## EXERCISE
Your answer should be a single number: the count of lines in the entries below that contain "potted".

## RECORDS FOR THIS TASK
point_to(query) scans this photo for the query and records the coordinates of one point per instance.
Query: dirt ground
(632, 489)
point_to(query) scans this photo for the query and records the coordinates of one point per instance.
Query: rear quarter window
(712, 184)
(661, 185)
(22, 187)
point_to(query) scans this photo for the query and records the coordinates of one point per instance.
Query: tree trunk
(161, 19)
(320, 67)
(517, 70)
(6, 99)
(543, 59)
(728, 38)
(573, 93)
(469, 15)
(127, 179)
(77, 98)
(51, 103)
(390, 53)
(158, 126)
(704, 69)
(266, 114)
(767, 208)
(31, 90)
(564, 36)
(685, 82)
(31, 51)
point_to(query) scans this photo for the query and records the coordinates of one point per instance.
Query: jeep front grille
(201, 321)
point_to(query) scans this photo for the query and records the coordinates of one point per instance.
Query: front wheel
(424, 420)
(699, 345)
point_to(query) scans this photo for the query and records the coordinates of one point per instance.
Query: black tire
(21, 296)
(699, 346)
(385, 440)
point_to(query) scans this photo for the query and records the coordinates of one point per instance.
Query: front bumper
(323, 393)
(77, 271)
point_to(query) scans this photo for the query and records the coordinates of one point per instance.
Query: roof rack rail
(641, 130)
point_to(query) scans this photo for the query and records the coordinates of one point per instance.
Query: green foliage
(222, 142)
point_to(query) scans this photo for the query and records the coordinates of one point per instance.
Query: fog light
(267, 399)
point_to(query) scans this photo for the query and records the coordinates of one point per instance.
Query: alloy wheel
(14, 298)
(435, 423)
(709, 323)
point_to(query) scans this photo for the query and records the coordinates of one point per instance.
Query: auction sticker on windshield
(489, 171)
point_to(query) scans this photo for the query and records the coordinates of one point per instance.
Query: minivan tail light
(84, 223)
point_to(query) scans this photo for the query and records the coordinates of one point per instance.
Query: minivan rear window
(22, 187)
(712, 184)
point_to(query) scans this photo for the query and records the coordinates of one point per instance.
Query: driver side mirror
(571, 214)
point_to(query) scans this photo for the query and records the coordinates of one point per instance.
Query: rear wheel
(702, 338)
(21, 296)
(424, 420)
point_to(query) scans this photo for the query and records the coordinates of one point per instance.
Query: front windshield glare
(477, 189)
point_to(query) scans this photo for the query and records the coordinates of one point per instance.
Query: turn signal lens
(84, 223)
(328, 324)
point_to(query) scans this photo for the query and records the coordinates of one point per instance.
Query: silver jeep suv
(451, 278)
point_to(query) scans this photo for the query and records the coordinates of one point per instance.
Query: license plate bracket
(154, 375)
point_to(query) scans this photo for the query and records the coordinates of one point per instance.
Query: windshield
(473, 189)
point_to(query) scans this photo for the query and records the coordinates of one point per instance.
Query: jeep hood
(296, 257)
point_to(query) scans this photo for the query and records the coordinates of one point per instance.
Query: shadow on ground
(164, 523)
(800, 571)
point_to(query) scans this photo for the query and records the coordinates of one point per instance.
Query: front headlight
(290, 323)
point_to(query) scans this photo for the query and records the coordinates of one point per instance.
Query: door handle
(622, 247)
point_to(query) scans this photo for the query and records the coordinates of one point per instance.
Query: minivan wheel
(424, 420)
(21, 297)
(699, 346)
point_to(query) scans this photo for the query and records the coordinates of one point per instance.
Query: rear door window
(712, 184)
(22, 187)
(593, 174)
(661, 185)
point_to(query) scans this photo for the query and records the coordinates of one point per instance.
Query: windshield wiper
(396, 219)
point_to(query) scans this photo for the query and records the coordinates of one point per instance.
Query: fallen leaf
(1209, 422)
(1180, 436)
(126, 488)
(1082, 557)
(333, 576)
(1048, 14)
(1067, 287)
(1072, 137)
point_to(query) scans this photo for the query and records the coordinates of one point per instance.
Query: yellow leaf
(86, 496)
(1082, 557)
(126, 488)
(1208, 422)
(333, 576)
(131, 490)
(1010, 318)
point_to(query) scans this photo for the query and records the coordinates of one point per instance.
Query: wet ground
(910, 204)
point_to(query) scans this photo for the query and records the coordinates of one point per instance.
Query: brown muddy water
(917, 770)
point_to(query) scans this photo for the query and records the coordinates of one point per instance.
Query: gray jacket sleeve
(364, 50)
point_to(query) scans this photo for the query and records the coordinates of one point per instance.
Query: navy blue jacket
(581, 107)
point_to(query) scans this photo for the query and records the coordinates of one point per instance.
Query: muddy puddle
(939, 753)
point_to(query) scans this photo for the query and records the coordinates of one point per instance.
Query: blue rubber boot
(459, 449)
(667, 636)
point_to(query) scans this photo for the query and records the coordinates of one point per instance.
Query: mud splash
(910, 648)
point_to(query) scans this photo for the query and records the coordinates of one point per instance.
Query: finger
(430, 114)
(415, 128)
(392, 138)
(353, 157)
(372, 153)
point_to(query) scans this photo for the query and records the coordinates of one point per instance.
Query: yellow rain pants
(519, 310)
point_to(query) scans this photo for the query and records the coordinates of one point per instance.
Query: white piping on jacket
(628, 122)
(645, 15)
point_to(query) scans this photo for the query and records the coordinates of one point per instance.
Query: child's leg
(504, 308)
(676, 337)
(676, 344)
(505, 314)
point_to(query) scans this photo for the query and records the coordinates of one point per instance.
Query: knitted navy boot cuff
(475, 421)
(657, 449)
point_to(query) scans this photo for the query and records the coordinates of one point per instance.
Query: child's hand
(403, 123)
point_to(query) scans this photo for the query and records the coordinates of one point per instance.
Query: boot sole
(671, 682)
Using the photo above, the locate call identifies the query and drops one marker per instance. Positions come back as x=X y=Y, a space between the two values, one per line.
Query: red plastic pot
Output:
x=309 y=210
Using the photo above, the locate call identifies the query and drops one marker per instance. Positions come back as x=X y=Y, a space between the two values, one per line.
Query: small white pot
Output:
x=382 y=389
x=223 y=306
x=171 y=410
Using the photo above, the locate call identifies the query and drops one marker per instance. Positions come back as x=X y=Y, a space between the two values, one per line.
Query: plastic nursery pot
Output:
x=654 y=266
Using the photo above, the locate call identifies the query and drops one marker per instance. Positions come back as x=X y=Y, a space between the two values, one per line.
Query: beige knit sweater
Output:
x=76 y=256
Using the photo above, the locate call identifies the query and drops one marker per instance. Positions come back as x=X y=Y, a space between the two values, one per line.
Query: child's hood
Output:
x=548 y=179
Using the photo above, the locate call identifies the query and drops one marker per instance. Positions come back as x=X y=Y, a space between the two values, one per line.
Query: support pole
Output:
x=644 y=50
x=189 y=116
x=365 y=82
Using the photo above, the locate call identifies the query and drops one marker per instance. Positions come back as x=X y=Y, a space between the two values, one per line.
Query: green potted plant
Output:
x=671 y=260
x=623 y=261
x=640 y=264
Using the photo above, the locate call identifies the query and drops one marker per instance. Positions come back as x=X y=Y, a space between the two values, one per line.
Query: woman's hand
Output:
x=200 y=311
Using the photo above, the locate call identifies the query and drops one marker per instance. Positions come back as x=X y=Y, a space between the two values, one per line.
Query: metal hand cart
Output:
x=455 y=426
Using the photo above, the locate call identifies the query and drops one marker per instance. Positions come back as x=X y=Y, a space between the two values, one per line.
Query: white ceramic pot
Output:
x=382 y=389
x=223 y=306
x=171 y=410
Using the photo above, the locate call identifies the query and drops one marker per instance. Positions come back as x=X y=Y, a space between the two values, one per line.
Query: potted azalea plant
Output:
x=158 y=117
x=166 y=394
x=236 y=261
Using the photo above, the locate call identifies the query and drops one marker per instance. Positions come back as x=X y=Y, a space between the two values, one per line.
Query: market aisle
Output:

## ANSWER
2